### [AIM]
Print all the data, keeping every line exactly as it is.
[Start TASK DATA]
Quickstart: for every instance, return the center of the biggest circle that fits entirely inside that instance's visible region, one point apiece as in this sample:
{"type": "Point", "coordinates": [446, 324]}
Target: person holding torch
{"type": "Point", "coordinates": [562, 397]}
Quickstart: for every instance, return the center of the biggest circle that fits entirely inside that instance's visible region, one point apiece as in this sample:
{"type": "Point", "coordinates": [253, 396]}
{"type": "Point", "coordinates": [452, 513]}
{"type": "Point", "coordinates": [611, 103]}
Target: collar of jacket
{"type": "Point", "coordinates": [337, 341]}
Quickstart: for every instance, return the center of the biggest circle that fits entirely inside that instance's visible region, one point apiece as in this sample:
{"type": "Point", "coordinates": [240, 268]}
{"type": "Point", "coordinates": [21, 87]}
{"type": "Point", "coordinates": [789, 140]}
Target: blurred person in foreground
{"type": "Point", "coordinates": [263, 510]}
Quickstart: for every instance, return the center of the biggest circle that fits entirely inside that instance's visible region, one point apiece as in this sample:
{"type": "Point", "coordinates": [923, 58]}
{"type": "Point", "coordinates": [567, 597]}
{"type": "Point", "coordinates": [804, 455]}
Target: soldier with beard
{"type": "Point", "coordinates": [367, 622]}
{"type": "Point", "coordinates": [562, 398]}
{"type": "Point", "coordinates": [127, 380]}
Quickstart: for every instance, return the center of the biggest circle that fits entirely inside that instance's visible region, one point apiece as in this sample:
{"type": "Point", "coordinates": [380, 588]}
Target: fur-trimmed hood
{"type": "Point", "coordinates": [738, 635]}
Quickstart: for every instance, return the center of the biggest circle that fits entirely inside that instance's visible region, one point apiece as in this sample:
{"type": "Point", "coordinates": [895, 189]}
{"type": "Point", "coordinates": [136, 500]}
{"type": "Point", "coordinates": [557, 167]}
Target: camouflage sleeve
[End TASK DATA]
### [TASK RESULT]
Quickstart: for every instance, return the center of the biggest circle that fits entirely inside that instance's visible region, one point apiece as in this sample:
{"type": "Point", "coordinates": [446, 324]}
Target: person holding torch
{"type": "Point", "coordinates": [562, 397]}
Quickstart: for every instance, return the center of the biggest circle that fits entirely inside that instance's visible region, one point apiece as in this sample:
{"type": "Point", "coordinates": [253, 396]}
{"type": "Point", "coordinates": [452, 513]}
{"type": "Point", "coordinates": [611, 103]}
Target: collar of jacket
{"type": "Point", "coordinates": [337, 341]}
Quickstart: for every instance, return the center of the biggest circle that fits entirely inside that instance's visible region, one point apiece as in this sample:
{"type": "Point", "coordinates": [240, 268]}
{"type": "Point", "coordinates": [21, 87]}
{"type": "Point", "coordinates": [789, 140]}
Target: blurred person in foreground
{"type": "Point", "coordinates": [263, 510]}
Quickstart: for every instance, return the center of the biggest circle that fits entirely inside that instance's visible region, one point apiece as in this sample:
{"type": "Point", "coordinates": [923, 58]}
{"type": "Point", "coordinates": [567, 597]}
{"type": "Point", "coordinates": [804, 455]}
Target: soldier with beard
{"type": "Point", "coordinates": [367, 622]}
{"type": "Point", "coordinates": [562, 398]}
{"type": "Point", "coordinates": [127, 380]}
Quickstart: for every instance, return the center of the biggest circle that fits entirely inside that instance's visible region, one point apiece as in this sample:
{"type": "Point", "coordinates": [380, 588]}
Target: fur-trimmed hood
{"type": "Point", "coordinates": [738, 635]}
Quickstart: for every instance, return the center of the biggest circle that fits entirely inside that instance's visible region, one point apiece as in this sample:
{"type": "Point", "coordinates": [895, 189]}
{"type": "Point", "coordinates": [136, 500]}
{"type": "Point", "coordinates": [557, 167]}
Target: camouflage sleeve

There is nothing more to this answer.